### TASK REQUIREMENTS
A. According to the gym forum thread, how long has Mowgli been off gear?
B. Write a continuation of the gym forum thread that begins right after its last sentence.

### EXCERPT PROVIDED

You must be starving ..


----------



## MRSTRONG (Apr 18, 2009)

27th and 28th they are down fella ill double check gym hours too .


----------



## Mowgli (Aug 23, 2009)

ewen said:


> You must be starving ..


Just not hungry during the day mate. May as well makethe most of it while ive no appetite and call it a diet :lol:

Eaten much cleaner since leaving, so it can only get better once I stay feeling happier

Will text you when I know what the defo is fella, ta for letting me know


----------



## MRSTRONG (Apr 18, 2009)

Mowgli said:


> Just not hungry during the day mate. May as well makethe most of it while ive no appetite and call it a diet :lol:
> 
> Eaten much cleaner since leaving, so it can only get better once I stay feeling happier
> 
> Will text you when I know what the defo is fella, ta for letting me know


no bother m8 take it easy :thumb:

oh and get some rage in you and go train .


----------



## Mowgli (Aug 23, 2009)

Picking up the warrior rage toorroww... Ffffick I need to get mu end wet :lol:


----------



## paul81 (Jun 3, 2010)

sheeeet, didnt know about you and the missis :sad: hope you heads okay chap...

guess that explains why your coming onto me a bit more than usual..... :lol:


----------



## Mowgli (Aug 23, 2009)

^was drunk... :lol:

Got the warrior rage, but forgot to take it this morning. Was more worried about the snow on the road.. Anyway..

Training update - deads and squats. YES THAT'S RIGHT.

Deadlifts - 60kgx12, 120kgx8, 170x5, 200x2x2 (vid coming), 220x1x2 (vid coming), 250xfxf ( :lol: eyes bigger than my back..)

Squats - 60kgx12, 120x12, 150x12x2

Squat jerks - 60kgx5, 80kgx5, 85kgx3x3

Strict press - 90x2x5

GHRs -BWx8x3

Quite happy 

-edit

Oh and I've been off gear for 2 weeks now


----------



## Mowgli (Aug 23, 2009)

paul81 said:


> sheeeet, didnt know about you and the missis :sad: hope you heads okay chap...
> 
> guess that explains why your coming onto me a bit more than usual..... :lol:


Cheers mate, it needed doing. Just couldn't go on any longer and running away with the circus isn't a legitimate reason.

### DATASET EXCERPT
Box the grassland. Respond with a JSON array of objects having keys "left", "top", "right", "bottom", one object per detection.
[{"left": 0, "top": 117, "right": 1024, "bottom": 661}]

### ANSWER LIST
A. Two weeks.

B.
----------



## Tassotti (Feb 27, 2011)

That's the way to do it Mowgli..150K sqwatz and 220K deads...Boom

BE CAREFUL!!!!


----------



## Mowgli (Aug 23, 2009)

Tassotti said:


> That's the way to do it Mowgli..150K sqwatz and 220K deads...Boom
> 
> BE CAREFUL!!!!


It's a good starting point 

Going to take it slow and not max out again on any of these exercises until my body relearns how to do them and im confident with where I am physically.

Very happy to be back doing squats and deads though


----------



## Tassotti (Feb 27, 2011)

I been told :sad:


----------



## Mowgli (Aug 23, 2009)

Tass, you can boom allover my journal whenever you like xx


----------



## Rick89 (Feb 27, 2009)

nice work first session back on deads and squats mate

sorry to hear about you and the mrs mate feel for ya chin up


----------



## Mowgli (Aug 23, 2009)

Rick89 said:


> nice work first session back on deads and squats mate
> 
> sorry to hear about you and the mrs mate feel for ya chin up


Cheers fella, feeling better now. Definitely the right thing to do... Nothing has really changed for me..it got t,o where we were just mates with benefits that lived together and nothing else.

Finding it easy chatting up girls and getting numbers etc, but fvcking terrified of the thought of when it comes to nailing them. Suppose thats what 9 years does to you!

Doesn't help that I've not had sex in nearly 2 weeks and I'm gagging :lol:


----------



## MRSTRONG (Apr 18, 2009)

joshnow said:


> any targets set , comps lined up or eyeing up in near future, nearly 2 weeks lol, you dont want to know how long it's been for me, waiting for your vid.
> 
> what using for pct.


the question is .........have you had sex :whistling:


----------



## Mowgli (Aug 23, 2009)

joshnow said:


> any targets set , comps lined up or eyeing up in near future, nearly 2 weeks lol, you dont want to know how long it's been for me, waiting for your vid.
> 
> what using for pct.


Targets are as they always have been - get stronger. Going to keep doing what I'm doing with DC training, but add in a few deadlift/squats sessions and take thinks slowly. I'm apparently still quite strong, so no need to rush toward hitting a massive target,

However saying that.. 300kg by the end of next year seems like a pretty good place to start..

Not using pct, waste of money


----------



## Mowgli (Aug 23, 2009)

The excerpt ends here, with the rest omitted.